Joe Springer added, “For nearly everyone that walks in the door we can find a hook into their lives – something from the past that connects to their own story.” For instance, several years ago a Goshen College student from India was doing a practicum in the MHL and while paging through an old magazine she found a picture of her grandfather as a young man that had been used as part of a mission report.
When Sauder Village curator Ann Lux started her research for a new exhibit at the Archbold, Ohio, historic village, she enjoyed what she was discovering but felt no personal connection to the names and events. As she gathered information about the lives of early settlers in northwest Ohio, she was frequently referred to the MHL and the Mennonite Church USA Archives (also located on the GC campus). At Goshen she found family information about many of the early settlers and a general understanding of the Amish-Mennonite story. In the process, Lux discovered that her great-great-grandmother Anna Rhoads Saunders had been Amish. With the help of MHL staff, she was able to learn the names of Anna’s parents – a longtime gap in her family genealogical studies.
“The most important thing for me was being given this whole ‘chunk’ of my history and finding that it was a part of the Anabaptist story that I had spent so much time on,” Lux said. “I have met so many wonderful people while doing this research and now I find that we share a common history. It has made that story much more personal for me. Although I am Presbyterian, part of me has a connection to the Mennonite story.”
Beth Miller also felt this connection. “The things I have learned while researching there have taught me so much about who I am, where I come from and why I am committed to the Mennonite Church,” she said.

### Collected data
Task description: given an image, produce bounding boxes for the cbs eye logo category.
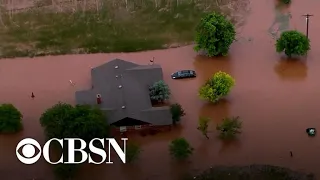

### Set problem
Print the stretch of the Mennonite library passage from "When Sauder Village" through "family genealogical studies.". The listing is separate material, unrelated to the Mennonite library passage.

### Full answer
When Sauder Village curator Ann Lux started her research for a new exhibit at the Archbold, Ohio, historic village, she enjoyed what she was discovering but felt no personal connection to the names and events. As she gathered information about the lives of early settlers in northwest Ohio, she was frequently referred to the MHL and the Mennonite Church USA Archives (also located on the GC campus). At Goshen she found family information about many of the early settlers and a general understanding of the Amish-Mennonite story. In the process, Lux discovered that her great-great-grandmother Anna Rhoads Saunders had been Amish. With the help of MHL staff, she was able to learn the names of Anna’s parents – a longtime gap in her family genealogical studies.